■ **Data excerpts**:

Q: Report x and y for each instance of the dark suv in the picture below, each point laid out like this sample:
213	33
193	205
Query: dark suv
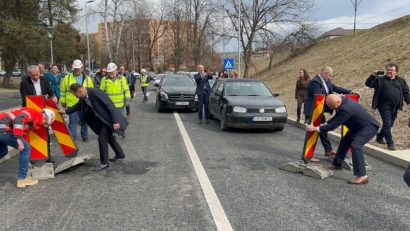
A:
176	92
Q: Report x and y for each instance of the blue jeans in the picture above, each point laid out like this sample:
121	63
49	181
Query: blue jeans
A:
388	117
8	139
73	122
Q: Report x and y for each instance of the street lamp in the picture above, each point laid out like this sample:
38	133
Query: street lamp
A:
86	31
50	36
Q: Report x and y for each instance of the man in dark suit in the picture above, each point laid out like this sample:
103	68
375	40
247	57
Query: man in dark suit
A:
362	128
203	91
34	84
322	84
100	113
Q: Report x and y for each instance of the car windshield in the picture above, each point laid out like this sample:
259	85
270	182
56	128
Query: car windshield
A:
246	89
178	81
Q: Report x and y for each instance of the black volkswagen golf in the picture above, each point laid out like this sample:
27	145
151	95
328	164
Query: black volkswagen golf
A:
246	103
176	92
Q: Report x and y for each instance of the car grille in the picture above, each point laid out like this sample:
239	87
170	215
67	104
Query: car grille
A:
181	97
256	110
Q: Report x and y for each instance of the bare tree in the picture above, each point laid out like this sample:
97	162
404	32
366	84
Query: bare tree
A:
356	4
258	15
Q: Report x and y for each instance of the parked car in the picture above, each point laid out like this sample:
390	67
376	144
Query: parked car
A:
16	72
176	92
246	103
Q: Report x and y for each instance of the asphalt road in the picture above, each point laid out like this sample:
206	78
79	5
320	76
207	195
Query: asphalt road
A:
156	186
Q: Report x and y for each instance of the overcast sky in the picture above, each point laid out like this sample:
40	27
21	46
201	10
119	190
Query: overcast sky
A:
328	14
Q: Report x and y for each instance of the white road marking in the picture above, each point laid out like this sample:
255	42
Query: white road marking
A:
221	220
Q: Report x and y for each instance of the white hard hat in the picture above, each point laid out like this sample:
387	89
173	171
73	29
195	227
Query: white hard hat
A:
50	116
77	64
111	67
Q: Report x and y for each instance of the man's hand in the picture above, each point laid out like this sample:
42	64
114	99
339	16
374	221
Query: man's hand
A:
20	145
116	126
310	128
356	93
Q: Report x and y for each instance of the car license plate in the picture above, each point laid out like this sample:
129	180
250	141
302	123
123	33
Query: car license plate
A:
262	119
181	103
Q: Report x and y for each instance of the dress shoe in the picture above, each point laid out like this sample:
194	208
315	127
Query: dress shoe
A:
101	167
314	159
26	182
380	141
359	180
330	153
333	167
391	147
115	158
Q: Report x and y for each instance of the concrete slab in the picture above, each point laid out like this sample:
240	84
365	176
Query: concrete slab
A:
71	163
399	158
43	172
312	170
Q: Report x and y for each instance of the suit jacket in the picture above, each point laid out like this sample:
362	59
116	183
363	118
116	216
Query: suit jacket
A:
351	114
99	106
202	85
27	88
316	86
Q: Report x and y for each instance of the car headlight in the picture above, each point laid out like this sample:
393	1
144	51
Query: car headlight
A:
281	110
239	109
164	95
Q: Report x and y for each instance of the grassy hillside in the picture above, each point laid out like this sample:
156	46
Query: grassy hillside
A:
352	58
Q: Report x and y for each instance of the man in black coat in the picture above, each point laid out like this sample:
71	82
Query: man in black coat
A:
100	113
203	91
322	84
34	84
362	128
389	92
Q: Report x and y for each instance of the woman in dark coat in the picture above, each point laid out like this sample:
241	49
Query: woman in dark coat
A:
301	92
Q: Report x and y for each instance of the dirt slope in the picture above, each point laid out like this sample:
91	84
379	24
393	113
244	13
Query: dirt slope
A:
353	58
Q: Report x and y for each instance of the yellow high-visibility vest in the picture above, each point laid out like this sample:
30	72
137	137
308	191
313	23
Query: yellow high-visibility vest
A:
66	96
116	89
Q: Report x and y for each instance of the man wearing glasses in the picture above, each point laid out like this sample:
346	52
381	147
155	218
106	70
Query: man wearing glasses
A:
389	92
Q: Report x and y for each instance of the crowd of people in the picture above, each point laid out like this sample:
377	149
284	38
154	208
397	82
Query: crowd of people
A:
390	93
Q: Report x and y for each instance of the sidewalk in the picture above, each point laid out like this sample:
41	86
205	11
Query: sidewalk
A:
399	158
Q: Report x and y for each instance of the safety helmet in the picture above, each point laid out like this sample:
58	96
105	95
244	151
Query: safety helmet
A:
77	64
50	116
111	67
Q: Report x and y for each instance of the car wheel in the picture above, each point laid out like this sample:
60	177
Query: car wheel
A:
222	121
158	105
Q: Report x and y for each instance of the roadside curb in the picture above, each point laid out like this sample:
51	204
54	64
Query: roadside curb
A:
399	158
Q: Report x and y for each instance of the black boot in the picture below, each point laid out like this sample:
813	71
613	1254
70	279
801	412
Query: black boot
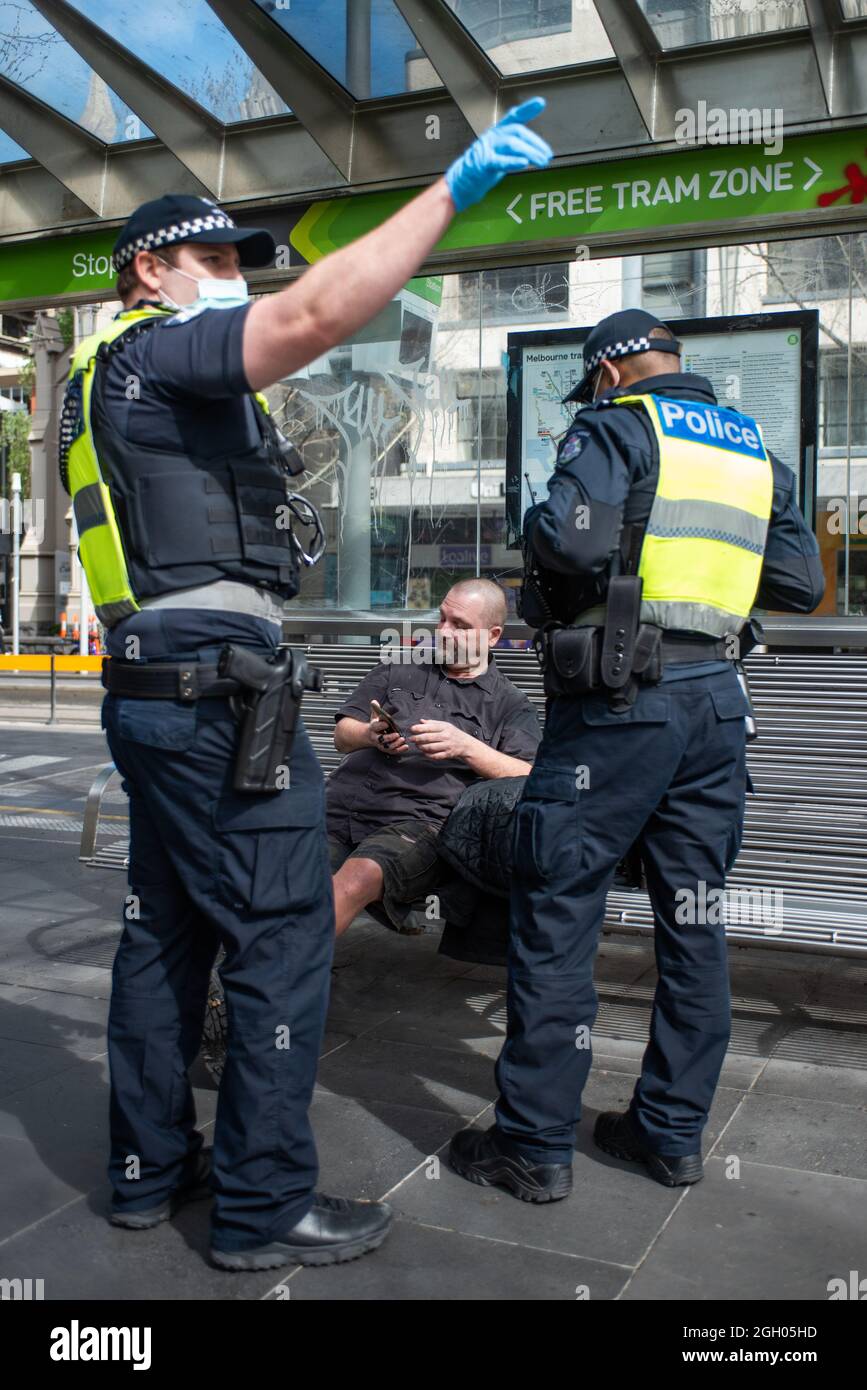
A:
334	1229
488	1159
616	1136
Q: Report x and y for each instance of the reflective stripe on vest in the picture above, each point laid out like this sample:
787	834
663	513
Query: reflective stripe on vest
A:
703	545
99	537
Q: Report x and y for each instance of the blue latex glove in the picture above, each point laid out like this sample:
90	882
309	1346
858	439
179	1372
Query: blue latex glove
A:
506	148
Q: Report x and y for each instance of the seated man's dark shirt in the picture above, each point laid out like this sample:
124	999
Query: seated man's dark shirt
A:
373	788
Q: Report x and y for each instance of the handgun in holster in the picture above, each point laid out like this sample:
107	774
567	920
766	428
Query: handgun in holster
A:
267	710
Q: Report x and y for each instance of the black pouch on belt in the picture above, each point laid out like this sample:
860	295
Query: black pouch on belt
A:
571	660
267	710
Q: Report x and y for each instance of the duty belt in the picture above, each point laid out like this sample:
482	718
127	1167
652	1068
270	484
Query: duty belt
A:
266	698
167	680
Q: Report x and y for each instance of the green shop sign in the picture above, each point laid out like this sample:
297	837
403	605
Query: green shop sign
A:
714	184
813	174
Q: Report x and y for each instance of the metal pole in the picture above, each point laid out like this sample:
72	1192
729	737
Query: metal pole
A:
15	562
6	559
85	616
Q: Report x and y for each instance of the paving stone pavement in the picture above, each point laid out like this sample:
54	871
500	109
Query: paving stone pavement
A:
407	1059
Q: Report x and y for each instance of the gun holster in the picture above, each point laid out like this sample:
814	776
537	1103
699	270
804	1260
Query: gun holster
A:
613	659
267	712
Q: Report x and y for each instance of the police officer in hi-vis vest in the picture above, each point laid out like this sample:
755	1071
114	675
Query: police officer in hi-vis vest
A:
191	537
667	519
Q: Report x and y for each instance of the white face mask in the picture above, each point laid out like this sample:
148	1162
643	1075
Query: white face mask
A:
213	293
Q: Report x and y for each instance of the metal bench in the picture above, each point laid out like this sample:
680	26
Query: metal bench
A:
803	858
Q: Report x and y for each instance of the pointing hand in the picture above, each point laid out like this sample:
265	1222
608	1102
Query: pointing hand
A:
505	148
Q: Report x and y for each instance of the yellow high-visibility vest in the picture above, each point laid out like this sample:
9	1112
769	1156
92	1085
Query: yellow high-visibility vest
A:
703	545
100	545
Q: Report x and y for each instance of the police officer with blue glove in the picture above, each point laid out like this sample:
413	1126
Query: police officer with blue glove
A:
667	519
181	489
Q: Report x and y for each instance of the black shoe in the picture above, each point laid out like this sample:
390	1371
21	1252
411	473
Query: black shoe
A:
334	1229
616	1136
484	1158
193	1190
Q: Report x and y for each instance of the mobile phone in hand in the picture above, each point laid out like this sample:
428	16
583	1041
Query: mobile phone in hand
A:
377	712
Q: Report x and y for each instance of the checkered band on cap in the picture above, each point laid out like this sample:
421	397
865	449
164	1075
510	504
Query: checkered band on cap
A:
166	235
620	349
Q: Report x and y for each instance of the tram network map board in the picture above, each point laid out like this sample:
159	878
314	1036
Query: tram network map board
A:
763	364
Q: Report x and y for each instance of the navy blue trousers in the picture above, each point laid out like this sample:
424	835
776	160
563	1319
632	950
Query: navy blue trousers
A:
670	774
210	866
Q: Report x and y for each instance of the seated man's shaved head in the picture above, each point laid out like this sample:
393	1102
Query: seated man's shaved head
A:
486	598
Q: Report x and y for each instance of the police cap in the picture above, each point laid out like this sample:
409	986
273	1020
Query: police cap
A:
181	217
618	335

■ **Exercise directions**:
Can you update the rows from the line containing "the black shoe" through the end of the rows, putting "dark blue trousers" in place of "navy blue trousers" and leaving everything else unchanged?

■ **Correct answer**:
Q: Report x and y for each instance of the black shoe in the picture above, each point laid out like this sample:
390	1371
21	1252
411	473
Query: black shoe
A:
334	1229
616	1136
484	1158
193	1190
Q: Report x and y for each instance of the mobile phone in hand in the picture above, each point laid out like this sample:
428	16
583	1041
Query: mobile phone in hand
A:
377	712
Q: Report x and y for each instance of the checkered band on cap in the picture above, each point laid out like this sample:
421	397
865	449
164	1075
510	504
Query: checkered band on cap
A:
166	235
620	349
Q: Report x and y for each instance of the tram network map board in the picture above, each point laid out like this sample:
159	878
314	1036
Query: tram network map board
A:
763	364
Q: Report x and y for each instance of the dark blue trousers in the picture above, each point laid out like this sample:
424	835
776	160
563	1319
632	950
Query: dark blue trousers
A:
670	774
210	866
Q: Report x and y for each instance of the seated man's shaved head in the picture above, each point laid out like this sample:
393	1102
Query: seated man's shaved head
A:
486	598
Q: Report x and y for each instance of the police cap in the picture above, each point laid out like this sample:
409	986
273	1020
Query: police cap
A:
181	217
618	335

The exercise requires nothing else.